**Required work:**
Every line from the one containing "the sandy shoreline." through the end of the listing below must be given again exactly, and nothing else; exclude pictures.

**Records supplied:**
——
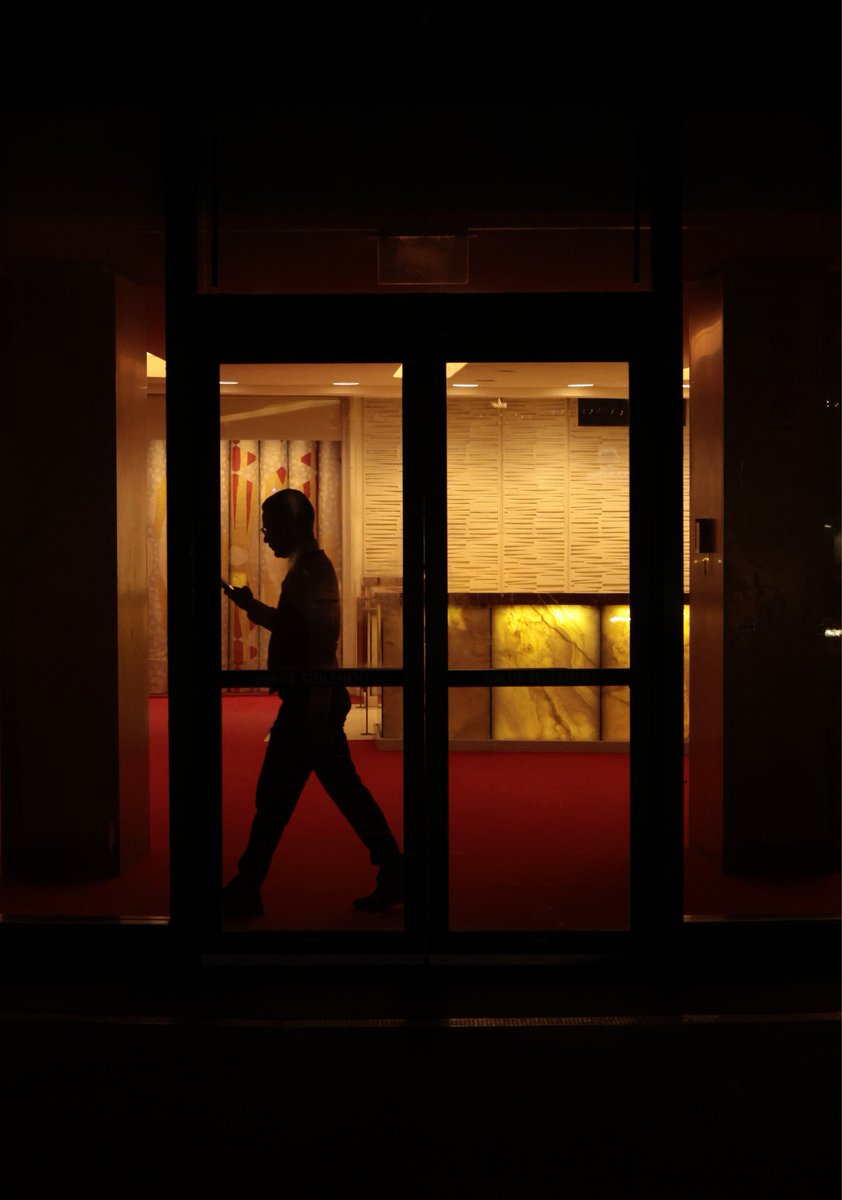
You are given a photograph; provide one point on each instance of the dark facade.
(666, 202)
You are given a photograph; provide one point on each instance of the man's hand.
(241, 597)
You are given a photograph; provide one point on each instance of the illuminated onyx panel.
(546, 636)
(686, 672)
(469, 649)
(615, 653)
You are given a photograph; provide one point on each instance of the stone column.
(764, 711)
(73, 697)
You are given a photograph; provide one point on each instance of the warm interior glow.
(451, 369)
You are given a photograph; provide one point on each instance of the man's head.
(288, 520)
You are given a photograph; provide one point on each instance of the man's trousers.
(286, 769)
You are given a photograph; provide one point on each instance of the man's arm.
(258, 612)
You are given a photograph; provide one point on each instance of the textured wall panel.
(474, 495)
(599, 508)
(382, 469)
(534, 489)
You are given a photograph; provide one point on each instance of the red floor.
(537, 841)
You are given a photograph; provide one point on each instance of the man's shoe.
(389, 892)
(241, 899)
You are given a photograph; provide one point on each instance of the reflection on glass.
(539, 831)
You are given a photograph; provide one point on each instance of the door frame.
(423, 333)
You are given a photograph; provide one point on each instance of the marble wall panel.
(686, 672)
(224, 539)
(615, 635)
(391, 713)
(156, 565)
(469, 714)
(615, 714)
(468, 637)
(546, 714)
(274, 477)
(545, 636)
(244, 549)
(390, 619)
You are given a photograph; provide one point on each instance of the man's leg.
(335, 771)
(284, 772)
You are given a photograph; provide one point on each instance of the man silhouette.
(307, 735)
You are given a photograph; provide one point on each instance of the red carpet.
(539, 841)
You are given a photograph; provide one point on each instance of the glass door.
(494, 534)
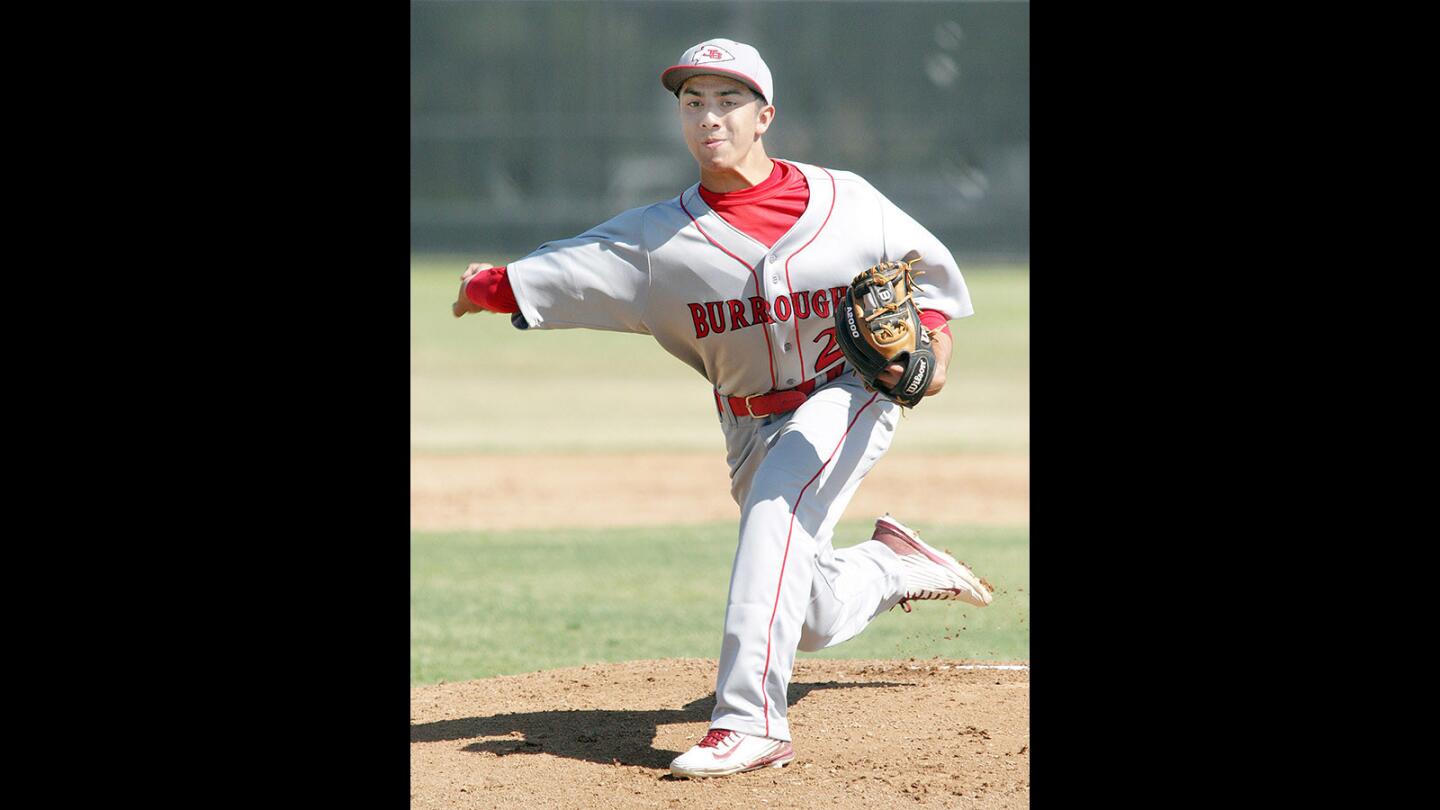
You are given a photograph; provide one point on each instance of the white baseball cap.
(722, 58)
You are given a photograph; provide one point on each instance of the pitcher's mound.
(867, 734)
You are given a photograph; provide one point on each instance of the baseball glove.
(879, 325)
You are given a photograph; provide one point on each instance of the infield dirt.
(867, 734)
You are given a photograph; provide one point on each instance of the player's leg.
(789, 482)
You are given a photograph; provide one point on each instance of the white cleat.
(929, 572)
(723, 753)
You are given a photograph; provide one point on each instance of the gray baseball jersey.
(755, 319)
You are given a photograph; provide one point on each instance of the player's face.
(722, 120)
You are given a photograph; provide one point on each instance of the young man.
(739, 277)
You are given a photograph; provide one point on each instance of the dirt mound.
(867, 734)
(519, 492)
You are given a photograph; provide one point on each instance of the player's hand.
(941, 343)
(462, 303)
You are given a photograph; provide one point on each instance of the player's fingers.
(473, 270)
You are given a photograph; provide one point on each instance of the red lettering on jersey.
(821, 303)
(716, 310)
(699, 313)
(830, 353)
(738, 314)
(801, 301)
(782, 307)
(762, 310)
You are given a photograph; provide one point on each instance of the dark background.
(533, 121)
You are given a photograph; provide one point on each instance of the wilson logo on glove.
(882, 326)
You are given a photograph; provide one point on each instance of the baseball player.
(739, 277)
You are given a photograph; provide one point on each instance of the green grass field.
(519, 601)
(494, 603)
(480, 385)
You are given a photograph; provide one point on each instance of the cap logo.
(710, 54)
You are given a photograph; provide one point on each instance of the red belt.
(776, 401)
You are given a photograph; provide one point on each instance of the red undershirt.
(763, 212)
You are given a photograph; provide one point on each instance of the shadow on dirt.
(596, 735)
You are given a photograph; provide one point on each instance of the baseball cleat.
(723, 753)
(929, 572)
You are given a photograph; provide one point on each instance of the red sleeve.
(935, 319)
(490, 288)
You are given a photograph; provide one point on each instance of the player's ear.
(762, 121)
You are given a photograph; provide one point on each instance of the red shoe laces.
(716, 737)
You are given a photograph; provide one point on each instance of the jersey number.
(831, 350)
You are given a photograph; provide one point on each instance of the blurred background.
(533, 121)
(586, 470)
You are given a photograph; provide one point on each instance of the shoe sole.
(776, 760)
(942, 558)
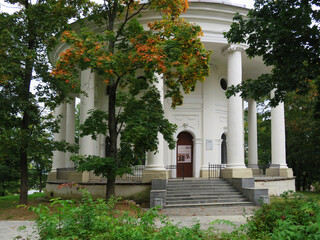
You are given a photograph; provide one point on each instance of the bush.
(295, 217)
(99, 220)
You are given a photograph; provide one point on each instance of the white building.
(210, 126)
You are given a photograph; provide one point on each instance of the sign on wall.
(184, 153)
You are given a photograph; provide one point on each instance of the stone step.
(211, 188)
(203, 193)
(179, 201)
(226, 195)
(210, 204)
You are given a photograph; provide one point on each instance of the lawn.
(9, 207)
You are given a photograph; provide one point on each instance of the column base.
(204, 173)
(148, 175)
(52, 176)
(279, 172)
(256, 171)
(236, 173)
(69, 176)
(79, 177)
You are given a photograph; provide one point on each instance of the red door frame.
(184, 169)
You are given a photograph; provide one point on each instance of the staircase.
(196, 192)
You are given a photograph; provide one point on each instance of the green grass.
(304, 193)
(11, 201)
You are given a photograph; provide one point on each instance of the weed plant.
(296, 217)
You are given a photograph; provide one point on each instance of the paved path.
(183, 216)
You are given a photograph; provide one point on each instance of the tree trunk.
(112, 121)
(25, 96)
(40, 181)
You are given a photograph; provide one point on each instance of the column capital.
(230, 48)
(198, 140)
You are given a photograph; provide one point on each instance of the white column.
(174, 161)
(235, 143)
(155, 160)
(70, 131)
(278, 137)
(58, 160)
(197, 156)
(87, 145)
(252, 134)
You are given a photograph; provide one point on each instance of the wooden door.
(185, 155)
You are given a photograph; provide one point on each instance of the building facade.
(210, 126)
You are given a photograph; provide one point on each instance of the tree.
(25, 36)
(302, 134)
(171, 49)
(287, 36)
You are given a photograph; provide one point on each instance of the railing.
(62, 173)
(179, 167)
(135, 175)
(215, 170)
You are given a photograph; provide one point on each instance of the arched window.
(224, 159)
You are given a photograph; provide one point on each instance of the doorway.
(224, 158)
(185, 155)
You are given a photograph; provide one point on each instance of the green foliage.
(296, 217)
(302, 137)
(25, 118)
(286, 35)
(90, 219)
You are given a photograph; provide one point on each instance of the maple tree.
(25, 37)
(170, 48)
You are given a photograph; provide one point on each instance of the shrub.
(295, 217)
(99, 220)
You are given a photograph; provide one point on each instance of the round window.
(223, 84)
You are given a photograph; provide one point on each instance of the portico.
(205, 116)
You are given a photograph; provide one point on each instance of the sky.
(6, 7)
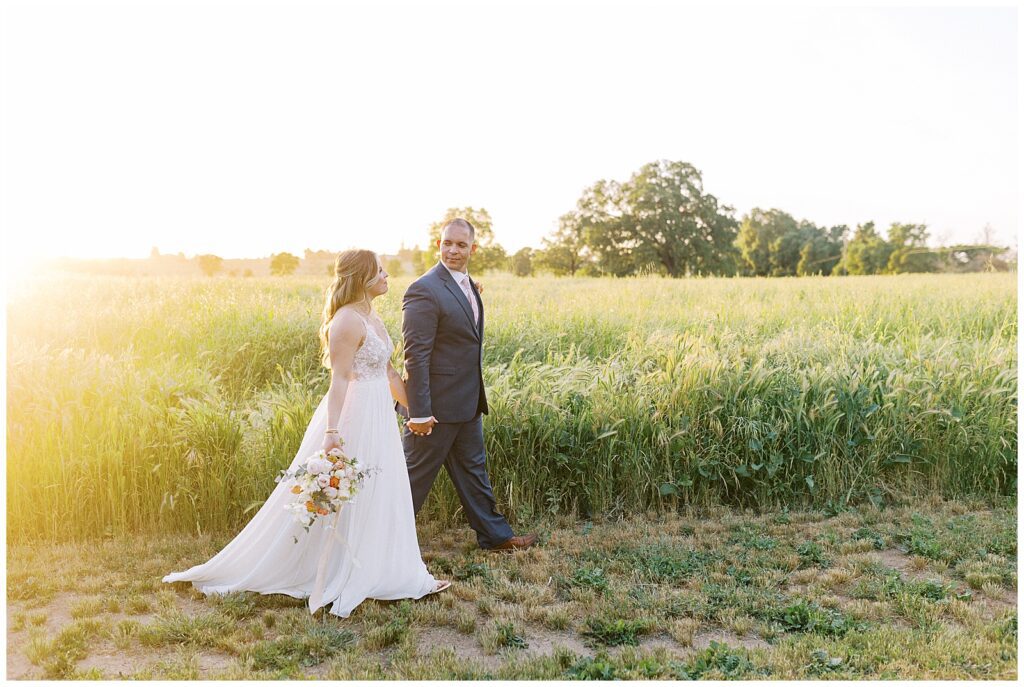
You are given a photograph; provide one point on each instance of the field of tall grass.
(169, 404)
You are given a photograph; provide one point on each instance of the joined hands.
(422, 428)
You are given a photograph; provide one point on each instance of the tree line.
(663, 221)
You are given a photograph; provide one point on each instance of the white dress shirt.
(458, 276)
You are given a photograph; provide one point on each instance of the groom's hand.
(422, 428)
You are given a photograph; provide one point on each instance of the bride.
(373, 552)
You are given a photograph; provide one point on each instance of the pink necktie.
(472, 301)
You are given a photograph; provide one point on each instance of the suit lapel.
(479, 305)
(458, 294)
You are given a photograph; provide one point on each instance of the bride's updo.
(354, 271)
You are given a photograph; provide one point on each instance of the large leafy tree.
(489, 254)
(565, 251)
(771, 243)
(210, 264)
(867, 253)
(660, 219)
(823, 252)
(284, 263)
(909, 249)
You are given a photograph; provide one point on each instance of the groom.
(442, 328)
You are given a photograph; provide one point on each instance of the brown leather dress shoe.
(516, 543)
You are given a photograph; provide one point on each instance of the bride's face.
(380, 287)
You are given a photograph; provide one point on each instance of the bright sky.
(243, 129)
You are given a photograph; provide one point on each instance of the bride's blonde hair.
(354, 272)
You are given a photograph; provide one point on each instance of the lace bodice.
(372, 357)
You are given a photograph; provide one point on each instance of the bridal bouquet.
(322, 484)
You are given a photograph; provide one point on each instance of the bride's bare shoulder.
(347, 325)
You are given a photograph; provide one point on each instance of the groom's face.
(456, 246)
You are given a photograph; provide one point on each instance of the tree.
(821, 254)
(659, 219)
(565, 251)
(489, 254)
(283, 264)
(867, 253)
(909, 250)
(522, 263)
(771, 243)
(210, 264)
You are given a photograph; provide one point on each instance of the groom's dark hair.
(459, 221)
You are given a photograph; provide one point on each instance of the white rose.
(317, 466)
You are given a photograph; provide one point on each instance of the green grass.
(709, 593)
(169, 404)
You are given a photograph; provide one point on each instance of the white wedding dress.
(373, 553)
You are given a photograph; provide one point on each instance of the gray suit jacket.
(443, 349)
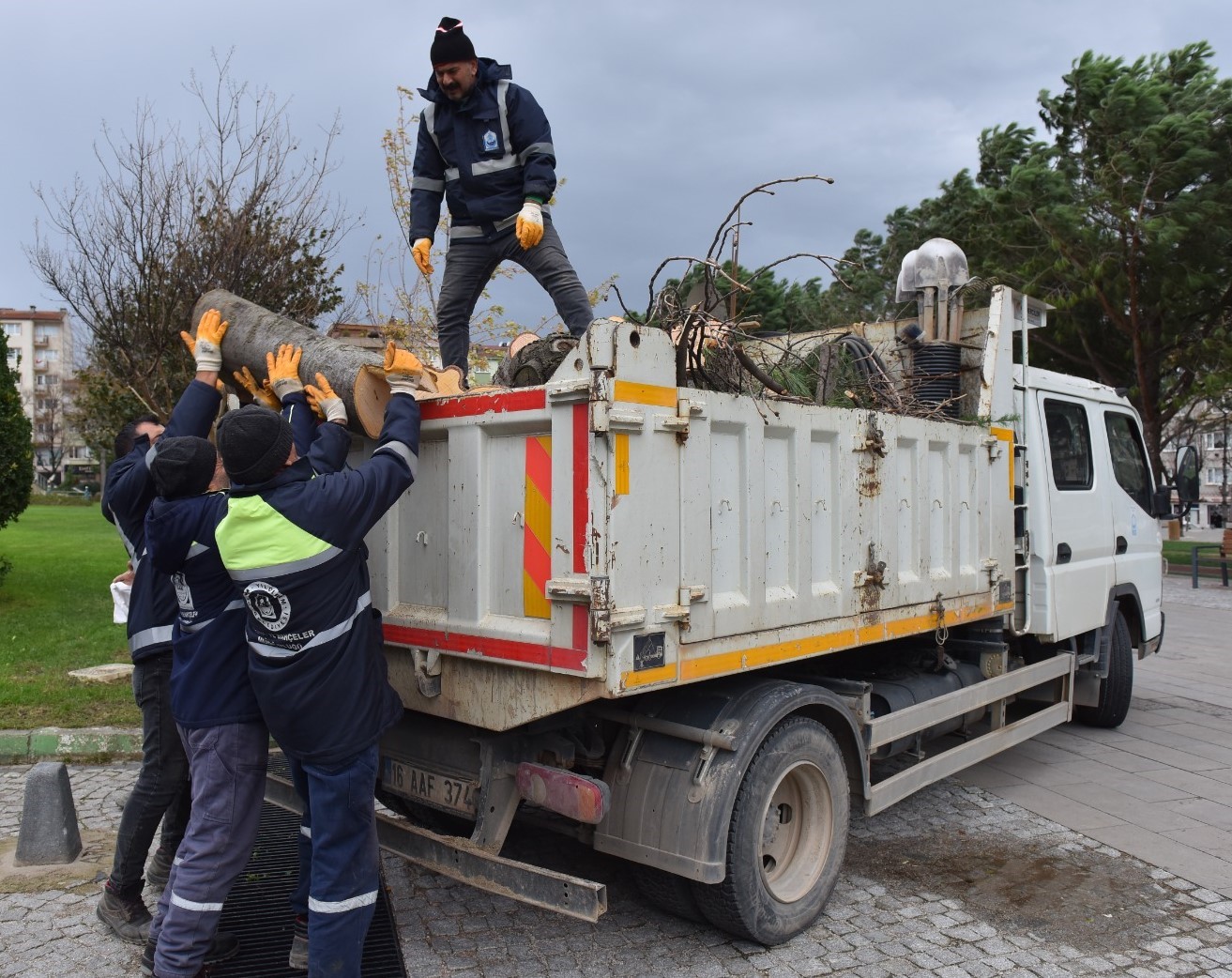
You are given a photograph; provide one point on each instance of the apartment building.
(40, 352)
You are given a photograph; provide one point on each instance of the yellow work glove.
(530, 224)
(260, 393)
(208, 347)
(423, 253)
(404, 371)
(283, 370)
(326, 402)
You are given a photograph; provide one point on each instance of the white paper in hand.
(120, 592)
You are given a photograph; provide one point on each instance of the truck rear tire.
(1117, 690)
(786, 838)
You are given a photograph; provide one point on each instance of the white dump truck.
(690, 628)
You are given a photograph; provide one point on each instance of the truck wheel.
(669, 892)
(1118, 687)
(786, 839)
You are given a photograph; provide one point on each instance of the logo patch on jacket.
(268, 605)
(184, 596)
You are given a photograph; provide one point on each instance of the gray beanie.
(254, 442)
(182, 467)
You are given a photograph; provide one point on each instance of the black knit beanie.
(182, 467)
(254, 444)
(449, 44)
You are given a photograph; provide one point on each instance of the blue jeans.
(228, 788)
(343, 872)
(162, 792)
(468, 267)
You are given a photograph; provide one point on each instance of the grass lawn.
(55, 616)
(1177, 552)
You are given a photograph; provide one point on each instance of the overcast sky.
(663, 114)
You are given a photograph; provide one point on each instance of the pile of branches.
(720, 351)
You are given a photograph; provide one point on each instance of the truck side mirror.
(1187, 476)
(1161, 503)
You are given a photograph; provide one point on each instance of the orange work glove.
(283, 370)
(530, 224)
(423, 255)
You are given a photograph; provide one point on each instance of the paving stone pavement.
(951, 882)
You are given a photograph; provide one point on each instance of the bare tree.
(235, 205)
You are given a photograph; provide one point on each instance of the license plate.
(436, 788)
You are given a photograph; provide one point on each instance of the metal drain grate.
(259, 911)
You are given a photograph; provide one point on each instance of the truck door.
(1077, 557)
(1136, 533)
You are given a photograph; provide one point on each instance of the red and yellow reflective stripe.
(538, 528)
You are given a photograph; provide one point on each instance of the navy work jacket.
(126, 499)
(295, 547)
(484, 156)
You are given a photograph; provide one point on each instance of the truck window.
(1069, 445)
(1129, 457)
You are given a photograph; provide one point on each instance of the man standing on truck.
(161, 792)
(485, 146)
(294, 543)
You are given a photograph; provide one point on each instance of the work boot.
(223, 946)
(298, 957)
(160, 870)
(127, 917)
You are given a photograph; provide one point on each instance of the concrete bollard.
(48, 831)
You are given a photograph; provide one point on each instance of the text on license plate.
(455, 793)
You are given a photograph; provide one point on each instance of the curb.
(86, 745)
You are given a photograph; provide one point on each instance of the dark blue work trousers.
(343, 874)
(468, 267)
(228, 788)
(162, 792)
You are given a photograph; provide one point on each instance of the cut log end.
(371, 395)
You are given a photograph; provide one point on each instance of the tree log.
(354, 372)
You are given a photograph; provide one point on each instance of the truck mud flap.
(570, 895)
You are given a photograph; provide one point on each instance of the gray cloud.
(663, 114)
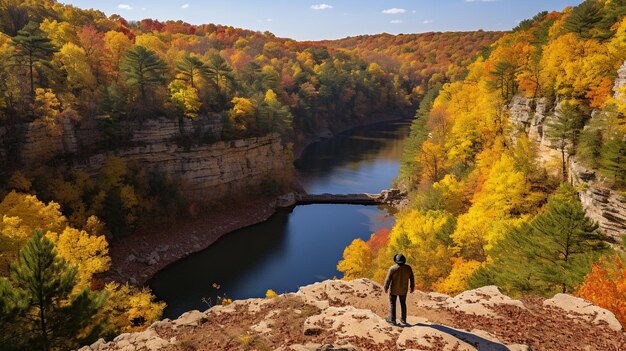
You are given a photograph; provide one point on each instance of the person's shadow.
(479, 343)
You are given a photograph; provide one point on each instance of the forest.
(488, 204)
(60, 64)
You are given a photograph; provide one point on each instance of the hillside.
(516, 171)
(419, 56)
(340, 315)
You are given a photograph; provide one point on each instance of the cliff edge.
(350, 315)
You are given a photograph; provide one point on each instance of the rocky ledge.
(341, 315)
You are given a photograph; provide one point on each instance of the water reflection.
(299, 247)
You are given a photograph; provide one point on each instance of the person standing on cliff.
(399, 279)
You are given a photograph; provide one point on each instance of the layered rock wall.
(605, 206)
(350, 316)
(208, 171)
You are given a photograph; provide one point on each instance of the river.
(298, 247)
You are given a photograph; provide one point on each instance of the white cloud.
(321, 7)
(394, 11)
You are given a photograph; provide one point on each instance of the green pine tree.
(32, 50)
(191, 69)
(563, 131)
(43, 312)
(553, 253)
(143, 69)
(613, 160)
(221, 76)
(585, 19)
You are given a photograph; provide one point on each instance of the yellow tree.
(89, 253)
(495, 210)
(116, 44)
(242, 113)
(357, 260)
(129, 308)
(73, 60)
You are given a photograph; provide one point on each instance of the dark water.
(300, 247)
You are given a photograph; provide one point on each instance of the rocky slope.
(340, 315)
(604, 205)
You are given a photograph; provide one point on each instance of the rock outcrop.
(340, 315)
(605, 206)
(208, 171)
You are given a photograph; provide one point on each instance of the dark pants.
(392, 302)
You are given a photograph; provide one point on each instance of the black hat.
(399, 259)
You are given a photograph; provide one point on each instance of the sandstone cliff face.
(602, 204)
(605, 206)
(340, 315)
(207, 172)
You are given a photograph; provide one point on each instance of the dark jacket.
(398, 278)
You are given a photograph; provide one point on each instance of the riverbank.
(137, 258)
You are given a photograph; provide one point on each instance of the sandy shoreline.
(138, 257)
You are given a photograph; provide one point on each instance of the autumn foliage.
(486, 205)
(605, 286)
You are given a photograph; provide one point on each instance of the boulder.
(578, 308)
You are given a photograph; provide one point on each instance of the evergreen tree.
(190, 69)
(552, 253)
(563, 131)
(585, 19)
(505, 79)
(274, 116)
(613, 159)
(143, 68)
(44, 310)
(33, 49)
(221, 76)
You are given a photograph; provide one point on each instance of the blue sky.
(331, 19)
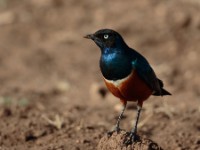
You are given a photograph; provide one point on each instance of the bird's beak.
——
**Response for this exercise:**
You are given a photograph; provide one point on each instance of the sandy shoreline.
(138, 257)
You are given a photograph; provide one point on each instance of the autumn foliage.
(486, 205)
(605, 286)
You are given a photograph; provide one point on each instance of the boulder.
(578, 308)
You are given a photograph; provide one point on each instance of the evergreen tree.
(190, 69)
(552, 253)
(563, 131)
(585, 19)
(505, 79)
(274, 116)
(613, 159)
(143, 68)
(44, 310)
(33, 49)
(221, 76)
You are given a photograph; provide one point on each instance of the blue sky.
(331, 19)
You are given a photograph; provide one point on each instance of the bird's beak.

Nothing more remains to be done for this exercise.